→ **Work instruction 1**
Answer these from the review of So Sorry for Your Loss:
(a) For what graduate degree was the reviewer doing practicum training?
(b) In what year did the reviewer lose a sister, and to what cause?
(c) Who wrote So Sorry for Your Loss?
→ **Work instruction 2**
Supply the next paragraph of the review of So Sorry for Your Loss, starting after its final sentence.

When I was given the opportunity to read and review So Sorry for Your Loss by Dina Gachman, I jumped at the chance. On one hand, ever since I was in my practicum training for my graduate degree in clinical psychology, I have been interested in the subject of grief. I remember meeting with college age students who were currently going through the grief process and wanting to plead with them to take their time in missing and grieving their person. Grief is such a complicated process.
In 2021, the concept of grief took on a whole new meaning for me since I sadly and horribly lost my sister to complications from Covid. Since then, grief suddenly became this tangible thing. I could feel it. Sometimes it is at the forefront of my mind and other times it's a blanket veil at the back of my mind - regardless, it is always there.
What I gained from So Sorry for Your Loss was the introspection of another person who has gone through their own loss and explore all those inner thoughts that creep into the conciousness of those of us left behind. "They’re gone, and I, like so many others, live with those losses every single day." Truer words have never been spoken.

Excerpts from a dataset
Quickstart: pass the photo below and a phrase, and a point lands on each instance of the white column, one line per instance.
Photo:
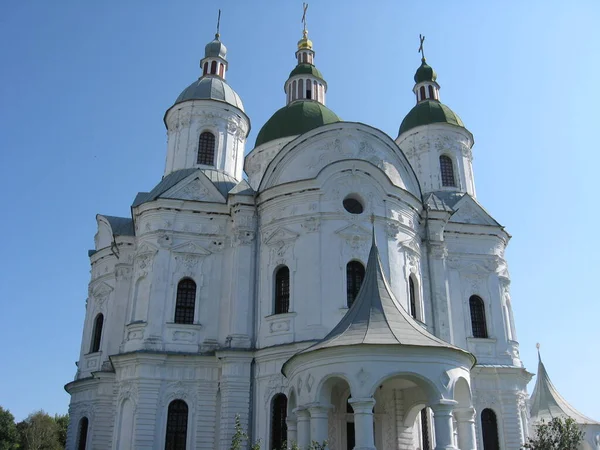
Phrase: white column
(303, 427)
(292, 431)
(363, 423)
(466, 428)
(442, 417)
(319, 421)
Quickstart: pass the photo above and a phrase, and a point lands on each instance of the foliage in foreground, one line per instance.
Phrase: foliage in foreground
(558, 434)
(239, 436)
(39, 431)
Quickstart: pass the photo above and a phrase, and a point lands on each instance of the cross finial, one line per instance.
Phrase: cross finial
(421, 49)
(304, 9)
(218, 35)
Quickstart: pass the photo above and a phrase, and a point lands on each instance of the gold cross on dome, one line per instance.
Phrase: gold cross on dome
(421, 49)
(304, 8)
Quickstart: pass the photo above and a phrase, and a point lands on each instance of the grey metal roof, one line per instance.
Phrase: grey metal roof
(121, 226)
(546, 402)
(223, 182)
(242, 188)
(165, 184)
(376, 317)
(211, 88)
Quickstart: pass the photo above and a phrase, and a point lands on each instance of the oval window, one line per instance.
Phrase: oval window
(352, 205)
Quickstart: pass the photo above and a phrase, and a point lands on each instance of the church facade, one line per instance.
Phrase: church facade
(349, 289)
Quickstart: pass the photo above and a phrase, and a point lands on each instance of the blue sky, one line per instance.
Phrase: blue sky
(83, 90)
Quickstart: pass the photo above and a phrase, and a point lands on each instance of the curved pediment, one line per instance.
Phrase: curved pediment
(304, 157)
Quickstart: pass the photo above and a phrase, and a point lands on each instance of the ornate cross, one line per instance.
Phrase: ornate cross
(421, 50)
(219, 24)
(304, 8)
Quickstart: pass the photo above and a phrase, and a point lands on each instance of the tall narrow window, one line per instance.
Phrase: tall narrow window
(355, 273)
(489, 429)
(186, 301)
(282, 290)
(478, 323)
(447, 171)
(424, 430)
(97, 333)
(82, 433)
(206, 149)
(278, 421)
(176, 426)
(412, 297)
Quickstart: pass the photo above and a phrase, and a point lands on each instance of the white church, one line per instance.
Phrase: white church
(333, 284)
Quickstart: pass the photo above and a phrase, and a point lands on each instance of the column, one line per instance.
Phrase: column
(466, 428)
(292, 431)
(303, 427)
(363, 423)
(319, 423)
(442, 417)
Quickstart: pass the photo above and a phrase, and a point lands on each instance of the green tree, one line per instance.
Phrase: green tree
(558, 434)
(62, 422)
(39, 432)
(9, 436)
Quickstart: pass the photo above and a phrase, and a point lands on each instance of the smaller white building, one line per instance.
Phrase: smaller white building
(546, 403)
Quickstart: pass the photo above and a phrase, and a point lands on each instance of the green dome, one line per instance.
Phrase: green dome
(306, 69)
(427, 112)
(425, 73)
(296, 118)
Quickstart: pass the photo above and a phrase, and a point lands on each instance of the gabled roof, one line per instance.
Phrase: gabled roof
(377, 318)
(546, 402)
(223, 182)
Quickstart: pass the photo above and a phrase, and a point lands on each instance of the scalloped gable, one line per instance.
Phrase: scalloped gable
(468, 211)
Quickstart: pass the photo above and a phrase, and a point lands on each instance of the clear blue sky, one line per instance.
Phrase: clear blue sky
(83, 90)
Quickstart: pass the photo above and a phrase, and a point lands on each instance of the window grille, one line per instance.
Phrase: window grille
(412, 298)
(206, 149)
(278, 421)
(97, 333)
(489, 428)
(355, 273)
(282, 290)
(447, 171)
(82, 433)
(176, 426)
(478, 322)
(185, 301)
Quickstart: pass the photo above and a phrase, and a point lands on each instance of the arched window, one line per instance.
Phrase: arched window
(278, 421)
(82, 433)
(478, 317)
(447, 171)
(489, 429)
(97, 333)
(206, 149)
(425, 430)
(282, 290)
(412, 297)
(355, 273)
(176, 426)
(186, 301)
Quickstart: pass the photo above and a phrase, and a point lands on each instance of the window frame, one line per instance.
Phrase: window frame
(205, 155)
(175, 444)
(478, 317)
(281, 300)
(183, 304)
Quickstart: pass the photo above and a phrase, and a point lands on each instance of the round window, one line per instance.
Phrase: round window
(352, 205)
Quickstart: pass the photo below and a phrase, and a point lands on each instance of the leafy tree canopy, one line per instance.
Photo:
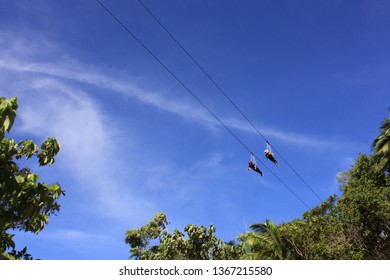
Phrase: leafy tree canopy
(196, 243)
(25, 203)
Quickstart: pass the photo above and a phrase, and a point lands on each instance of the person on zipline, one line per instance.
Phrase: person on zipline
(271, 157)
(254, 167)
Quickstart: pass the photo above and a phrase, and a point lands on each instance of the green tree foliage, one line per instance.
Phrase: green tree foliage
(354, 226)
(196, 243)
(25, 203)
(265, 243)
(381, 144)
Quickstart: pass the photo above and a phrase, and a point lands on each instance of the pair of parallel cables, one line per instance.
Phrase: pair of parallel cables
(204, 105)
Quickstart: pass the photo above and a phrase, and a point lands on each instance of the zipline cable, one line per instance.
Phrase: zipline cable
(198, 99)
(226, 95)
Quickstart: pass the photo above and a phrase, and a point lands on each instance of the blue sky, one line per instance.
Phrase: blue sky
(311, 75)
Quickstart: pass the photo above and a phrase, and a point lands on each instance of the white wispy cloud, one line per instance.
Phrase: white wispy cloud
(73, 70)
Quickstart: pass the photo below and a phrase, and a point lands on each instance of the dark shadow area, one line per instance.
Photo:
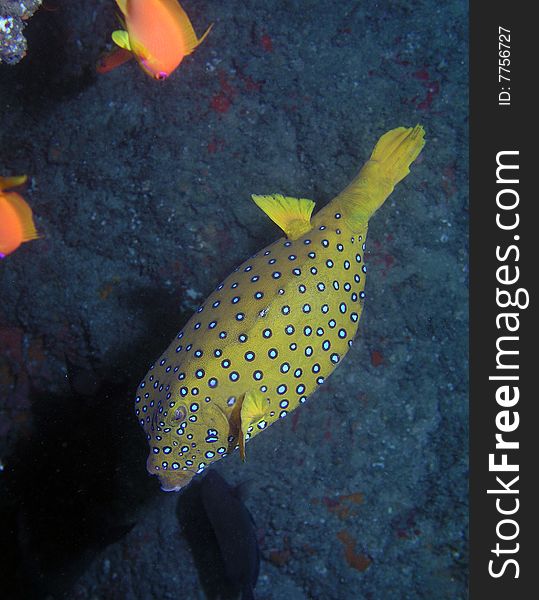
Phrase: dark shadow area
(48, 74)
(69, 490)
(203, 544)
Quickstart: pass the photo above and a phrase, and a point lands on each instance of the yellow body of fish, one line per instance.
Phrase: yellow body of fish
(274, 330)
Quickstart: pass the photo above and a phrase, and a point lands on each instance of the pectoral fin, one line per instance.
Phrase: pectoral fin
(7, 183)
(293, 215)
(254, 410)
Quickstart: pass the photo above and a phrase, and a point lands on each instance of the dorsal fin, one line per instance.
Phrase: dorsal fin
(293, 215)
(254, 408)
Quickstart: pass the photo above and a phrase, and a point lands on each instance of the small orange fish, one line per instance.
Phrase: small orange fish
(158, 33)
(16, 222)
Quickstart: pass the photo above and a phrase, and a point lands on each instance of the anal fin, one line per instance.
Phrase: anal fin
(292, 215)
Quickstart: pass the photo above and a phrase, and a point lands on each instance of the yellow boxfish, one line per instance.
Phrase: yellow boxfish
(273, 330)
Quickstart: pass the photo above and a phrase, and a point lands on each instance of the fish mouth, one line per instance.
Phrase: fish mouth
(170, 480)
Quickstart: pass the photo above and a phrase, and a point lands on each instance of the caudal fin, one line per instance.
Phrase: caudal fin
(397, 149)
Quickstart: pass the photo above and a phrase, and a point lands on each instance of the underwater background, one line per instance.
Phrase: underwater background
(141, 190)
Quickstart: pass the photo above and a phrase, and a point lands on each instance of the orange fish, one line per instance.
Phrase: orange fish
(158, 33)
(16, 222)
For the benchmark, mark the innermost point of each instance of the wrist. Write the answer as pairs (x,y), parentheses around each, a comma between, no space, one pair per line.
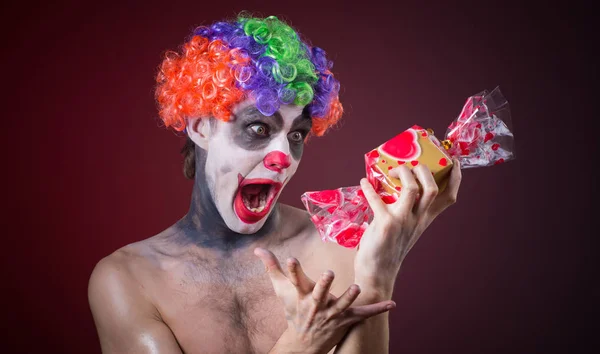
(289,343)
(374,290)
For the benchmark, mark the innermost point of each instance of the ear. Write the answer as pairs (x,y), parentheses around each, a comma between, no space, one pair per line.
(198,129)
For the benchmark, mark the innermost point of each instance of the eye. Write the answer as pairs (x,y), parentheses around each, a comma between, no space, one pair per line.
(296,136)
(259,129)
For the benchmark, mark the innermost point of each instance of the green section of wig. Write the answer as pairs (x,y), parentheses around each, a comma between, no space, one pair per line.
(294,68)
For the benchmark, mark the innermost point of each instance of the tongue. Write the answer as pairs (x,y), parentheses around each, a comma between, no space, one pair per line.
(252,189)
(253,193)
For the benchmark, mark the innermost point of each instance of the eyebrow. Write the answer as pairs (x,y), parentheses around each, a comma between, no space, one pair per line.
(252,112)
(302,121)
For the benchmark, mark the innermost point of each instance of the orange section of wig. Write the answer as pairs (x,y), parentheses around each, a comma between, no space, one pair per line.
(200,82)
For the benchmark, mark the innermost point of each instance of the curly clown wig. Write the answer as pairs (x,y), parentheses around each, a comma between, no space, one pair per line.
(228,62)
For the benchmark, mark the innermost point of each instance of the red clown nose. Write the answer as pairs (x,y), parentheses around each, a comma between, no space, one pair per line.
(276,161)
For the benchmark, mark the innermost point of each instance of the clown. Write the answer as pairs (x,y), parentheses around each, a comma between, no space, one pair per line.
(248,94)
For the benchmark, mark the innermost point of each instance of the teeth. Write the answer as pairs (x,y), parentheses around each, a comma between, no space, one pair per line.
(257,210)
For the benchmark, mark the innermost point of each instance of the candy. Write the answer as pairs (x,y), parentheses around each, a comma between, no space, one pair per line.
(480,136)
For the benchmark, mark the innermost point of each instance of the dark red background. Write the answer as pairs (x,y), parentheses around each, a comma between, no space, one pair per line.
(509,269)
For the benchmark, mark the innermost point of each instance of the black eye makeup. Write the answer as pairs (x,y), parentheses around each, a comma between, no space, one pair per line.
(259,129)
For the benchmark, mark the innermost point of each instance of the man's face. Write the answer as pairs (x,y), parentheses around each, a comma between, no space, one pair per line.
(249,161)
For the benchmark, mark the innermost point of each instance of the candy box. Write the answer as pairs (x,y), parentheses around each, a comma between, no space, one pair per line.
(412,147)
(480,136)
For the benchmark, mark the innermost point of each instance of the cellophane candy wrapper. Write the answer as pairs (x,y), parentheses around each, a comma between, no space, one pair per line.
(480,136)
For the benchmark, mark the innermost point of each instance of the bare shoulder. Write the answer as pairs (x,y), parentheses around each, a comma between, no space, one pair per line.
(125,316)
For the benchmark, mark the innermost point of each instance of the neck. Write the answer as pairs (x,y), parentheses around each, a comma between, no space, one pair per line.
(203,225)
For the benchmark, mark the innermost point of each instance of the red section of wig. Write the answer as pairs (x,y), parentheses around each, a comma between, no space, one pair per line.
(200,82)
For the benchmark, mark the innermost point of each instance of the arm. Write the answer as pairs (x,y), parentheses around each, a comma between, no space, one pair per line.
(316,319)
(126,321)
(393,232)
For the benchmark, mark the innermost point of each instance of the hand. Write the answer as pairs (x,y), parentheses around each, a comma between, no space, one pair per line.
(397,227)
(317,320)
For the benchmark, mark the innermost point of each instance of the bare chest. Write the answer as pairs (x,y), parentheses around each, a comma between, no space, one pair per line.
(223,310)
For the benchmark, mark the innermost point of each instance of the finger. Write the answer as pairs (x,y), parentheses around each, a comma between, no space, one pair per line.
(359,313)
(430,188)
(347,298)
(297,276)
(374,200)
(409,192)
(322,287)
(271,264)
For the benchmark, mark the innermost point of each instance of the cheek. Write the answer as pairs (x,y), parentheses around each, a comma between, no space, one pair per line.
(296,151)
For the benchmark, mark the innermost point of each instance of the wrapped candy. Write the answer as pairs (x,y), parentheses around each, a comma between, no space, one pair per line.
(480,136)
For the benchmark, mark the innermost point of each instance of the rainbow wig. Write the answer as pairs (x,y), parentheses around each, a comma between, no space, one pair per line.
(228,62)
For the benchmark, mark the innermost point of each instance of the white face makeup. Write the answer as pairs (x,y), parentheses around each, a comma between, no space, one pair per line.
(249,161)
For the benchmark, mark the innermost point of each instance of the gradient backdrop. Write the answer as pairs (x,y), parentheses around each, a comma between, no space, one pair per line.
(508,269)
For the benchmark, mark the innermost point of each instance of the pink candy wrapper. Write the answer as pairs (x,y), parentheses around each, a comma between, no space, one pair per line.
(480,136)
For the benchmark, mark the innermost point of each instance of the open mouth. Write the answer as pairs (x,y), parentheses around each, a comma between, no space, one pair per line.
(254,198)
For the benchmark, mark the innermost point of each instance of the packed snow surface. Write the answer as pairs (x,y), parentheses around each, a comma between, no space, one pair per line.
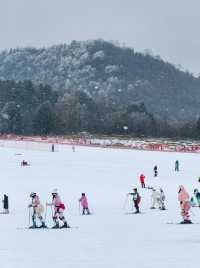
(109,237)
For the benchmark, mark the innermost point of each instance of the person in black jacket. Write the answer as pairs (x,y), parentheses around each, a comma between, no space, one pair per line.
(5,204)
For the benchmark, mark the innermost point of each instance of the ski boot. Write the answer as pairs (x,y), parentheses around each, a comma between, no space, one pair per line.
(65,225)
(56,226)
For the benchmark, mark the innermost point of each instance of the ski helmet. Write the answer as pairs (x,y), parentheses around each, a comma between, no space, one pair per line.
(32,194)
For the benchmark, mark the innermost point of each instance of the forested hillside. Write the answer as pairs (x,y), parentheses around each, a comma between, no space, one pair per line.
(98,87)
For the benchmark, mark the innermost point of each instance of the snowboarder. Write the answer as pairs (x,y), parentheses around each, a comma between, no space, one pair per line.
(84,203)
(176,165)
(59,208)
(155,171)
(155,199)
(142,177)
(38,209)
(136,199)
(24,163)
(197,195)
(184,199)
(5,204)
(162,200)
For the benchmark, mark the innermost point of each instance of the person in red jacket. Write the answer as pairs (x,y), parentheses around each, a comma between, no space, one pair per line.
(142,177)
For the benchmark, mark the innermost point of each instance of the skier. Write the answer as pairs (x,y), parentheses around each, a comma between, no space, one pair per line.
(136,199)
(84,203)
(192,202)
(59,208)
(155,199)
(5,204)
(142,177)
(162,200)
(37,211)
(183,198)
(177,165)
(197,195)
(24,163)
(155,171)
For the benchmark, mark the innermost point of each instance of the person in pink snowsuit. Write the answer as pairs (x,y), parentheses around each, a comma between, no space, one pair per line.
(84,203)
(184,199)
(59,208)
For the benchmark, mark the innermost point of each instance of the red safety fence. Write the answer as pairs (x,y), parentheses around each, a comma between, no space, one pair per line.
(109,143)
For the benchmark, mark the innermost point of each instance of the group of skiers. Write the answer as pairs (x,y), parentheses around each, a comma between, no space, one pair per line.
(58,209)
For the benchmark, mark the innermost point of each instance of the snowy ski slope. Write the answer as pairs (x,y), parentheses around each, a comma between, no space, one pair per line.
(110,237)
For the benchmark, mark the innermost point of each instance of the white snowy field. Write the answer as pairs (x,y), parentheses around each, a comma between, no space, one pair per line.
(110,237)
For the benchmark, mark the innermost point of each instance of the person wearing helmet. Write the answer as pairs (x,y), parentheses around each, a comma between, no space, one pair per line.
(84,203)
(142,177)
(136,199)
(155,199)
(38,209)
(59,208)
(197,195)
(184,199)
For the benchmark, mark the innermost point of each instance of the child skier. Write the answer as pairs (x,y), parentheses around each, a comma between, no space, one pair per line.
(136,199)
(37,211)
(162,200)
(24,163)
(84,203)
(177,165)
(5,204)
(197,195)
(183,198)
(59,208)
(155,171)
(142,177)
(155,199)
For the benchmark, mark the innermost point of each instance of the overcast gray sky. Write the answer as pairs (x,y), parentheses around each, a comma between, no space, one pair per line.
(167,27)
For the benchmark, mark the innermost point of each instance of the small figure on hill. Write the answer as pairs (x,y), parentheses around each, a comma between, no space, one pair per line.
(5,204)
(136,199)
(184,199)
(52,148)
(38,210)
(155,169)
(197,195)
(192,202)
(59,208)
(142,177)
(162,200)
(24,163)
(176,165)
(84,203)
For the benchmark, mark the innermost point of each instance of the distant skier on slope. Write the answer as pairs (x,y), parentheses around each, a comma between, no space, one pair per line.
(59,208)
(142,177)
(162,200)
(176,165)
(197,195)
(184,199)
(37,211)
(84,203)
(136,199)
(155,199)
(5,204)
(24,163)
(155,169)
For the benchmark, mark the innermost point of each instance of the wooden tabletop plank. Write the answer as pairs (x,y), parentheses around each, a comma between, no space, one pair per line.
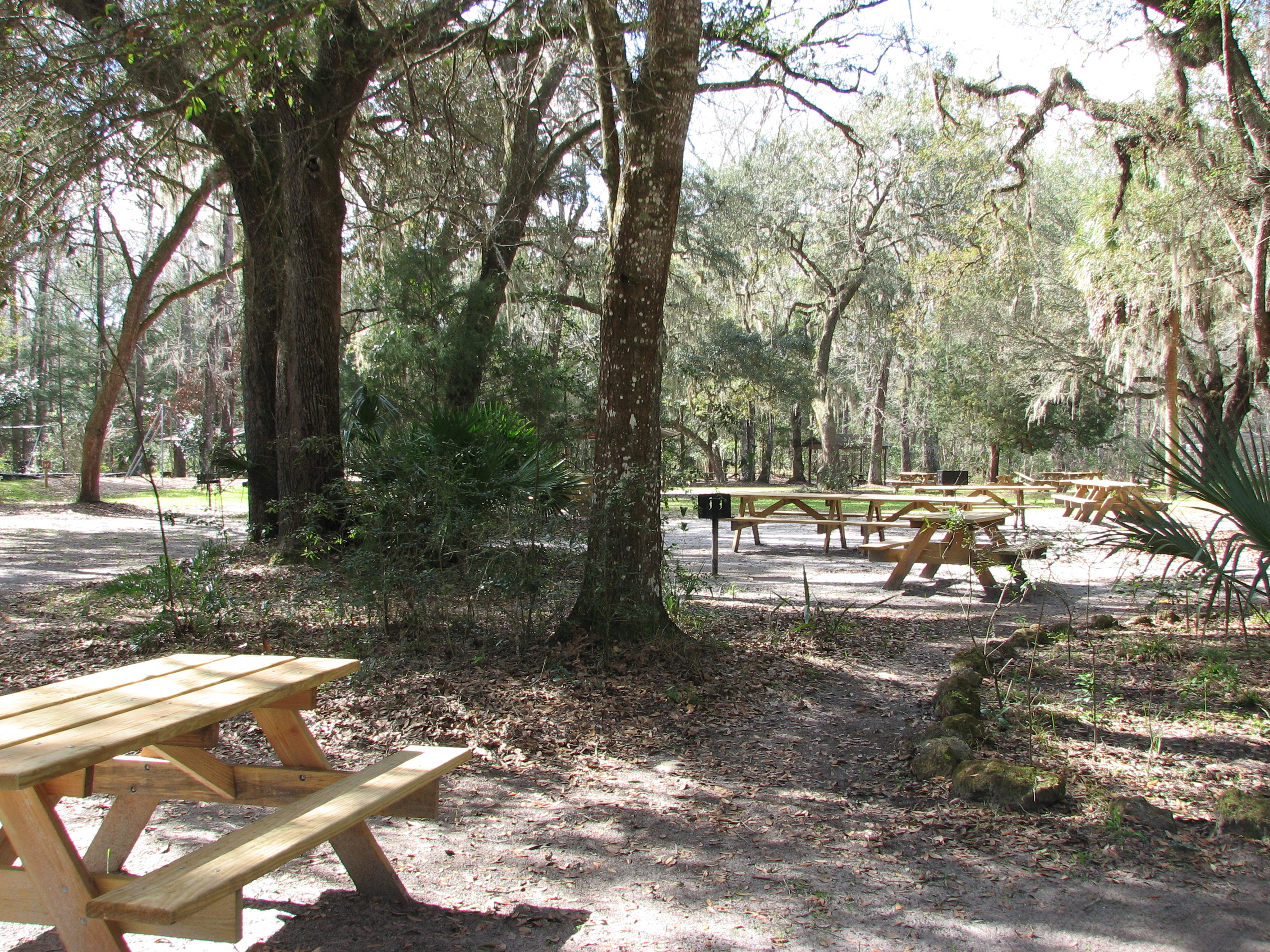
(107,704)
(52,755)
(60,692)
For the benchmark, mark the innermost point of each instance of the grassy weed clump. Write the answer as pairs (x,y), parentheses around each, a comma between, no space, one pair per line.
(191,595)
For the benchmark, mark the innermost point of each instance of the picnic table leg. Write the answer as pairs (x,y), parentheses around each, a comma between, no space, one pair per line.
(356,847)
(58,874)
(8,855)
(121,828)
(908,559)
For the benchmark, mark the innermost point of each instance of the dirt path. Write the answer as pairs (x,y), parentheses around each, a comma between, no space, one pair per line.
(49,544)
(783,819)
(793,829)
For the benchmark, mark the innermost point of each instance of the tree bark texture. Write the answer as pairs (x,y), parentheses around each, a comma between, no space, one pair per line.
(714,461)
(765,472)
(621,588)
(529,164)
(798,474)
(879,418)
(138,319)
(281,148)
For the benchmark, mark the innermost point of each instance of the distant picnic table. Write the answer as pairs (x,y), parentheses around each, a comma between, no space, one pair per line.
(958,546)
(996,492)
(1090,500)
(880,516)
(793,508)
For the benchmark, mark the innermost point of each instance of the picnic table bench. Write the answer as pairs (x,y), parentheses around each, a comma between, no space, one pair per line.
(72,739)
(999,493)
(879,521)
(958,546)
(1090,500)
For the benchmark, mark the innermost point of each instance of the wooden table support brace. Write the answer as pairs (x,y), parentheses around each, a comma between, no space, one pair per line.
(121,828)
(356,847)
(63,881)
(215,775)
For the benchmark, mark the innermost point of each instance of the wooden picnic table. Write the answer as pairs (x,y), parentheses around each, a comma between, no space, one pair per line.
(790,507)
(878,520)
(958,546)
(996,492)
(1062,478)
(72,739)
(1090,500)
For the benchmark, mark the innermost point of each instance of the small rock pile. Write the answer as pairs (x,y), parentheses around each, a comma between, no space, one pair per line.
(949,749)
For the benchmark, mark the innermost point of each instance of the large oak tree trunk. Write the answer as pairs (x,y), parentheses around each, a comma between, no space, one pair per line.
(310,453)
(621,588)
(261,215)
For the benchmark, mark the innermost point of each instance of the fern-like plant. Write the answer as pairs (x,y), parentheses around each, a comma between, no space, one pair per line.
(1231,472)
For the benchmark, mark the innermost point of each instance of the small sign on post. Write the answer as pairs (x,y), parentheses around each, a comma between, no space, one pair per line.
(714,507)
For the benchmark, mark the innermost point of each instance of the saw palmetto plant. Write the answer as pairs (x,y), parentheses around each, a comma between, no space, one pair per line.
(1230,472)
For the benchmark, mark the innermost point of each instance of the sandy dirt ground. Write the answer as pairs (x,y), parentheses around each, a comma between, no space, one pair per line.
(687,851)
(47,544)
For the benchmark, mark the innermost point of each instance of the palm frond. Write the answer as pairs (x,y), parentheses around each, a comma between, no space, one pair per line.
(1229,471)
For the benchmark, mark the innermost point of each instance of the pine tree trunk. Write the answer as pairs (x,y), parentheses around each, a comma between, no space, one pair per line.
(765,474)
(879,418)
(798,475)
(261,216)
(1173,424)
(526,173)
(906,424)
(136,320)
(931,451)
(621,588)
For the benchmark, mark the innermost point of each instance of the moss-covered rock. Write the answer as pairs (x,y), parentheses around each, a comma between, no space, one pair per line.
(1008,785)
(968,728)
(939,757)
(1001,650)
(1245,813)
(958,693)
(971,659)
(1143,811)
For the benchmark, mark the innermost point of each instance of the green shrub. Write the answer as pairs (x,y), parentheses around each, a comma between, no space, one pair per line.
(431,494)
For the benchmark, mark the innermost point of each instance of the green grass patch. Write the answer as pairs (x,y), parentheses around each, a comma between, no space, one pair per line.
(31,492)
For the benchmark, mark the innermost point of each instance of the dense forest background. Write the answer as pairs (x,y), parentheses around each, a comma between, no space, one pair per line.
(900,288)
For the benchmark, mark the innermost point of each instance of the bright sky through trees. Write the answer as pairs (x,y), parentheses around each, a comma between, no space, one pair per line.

→ **Expected output 1**
(a) A graduate degree in clinical psychology.
(b) In 2021, to complications from Covid.
(c) Dina Gachman.

→ **Expected output 2**
This book is great for everyone to read, however, it is truly best for someone who has gone through a loss to read. What Gachman's book did for me was give me the sense that I am not alone in my grief - that I am not the only one who feels this pain of loss every day in one form or another. There are many quotes I could get from Gachman's book - I was underlining so much as I read. This is truly a work that can can provide much comfort to someone who is grieving or needs to let themselves grieve. Such important work, and I thank Gachman for writing it.